### [ASSIGNED TASK]
Transcribe the listing that follows in full, omitting pictures.

★ ★ ★ ★ ★ ★ ★

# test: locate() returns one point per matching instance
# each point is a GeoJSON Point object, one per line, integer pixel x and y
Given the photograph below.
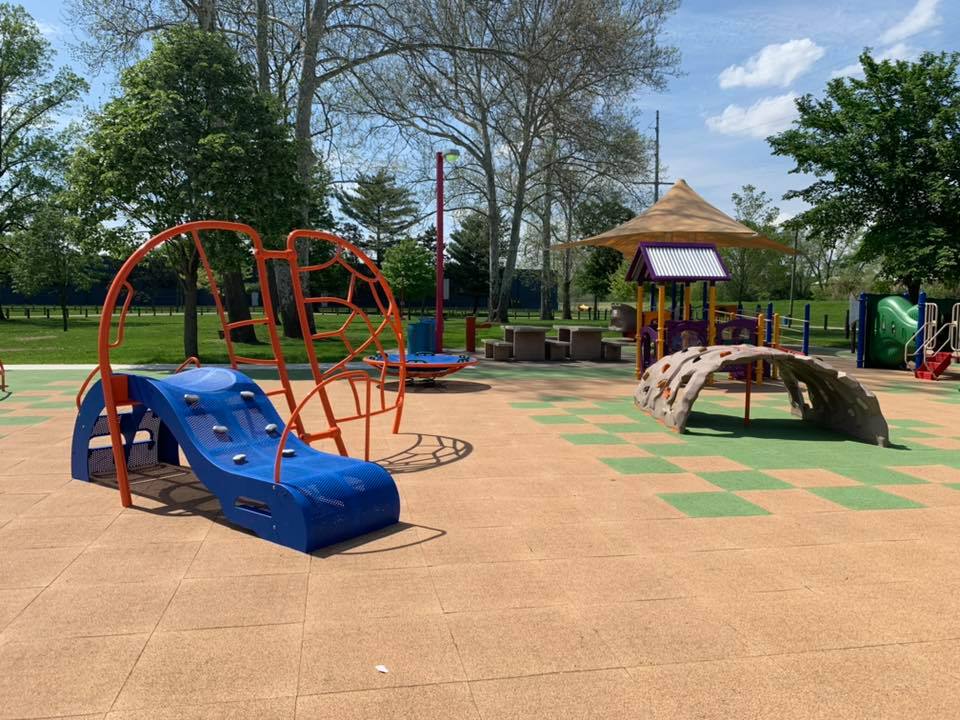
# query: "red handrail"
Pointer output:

★ ★ ★ ★ ★ ★ ★

### [ANSWER TO THE PROBLEM]
# test: locate() returns one point per matching instance
# each point is a GeoJSON Point object, one per line, integer pixel x and y
Given the photograph below.
# query: "red handrail"
Pointer output:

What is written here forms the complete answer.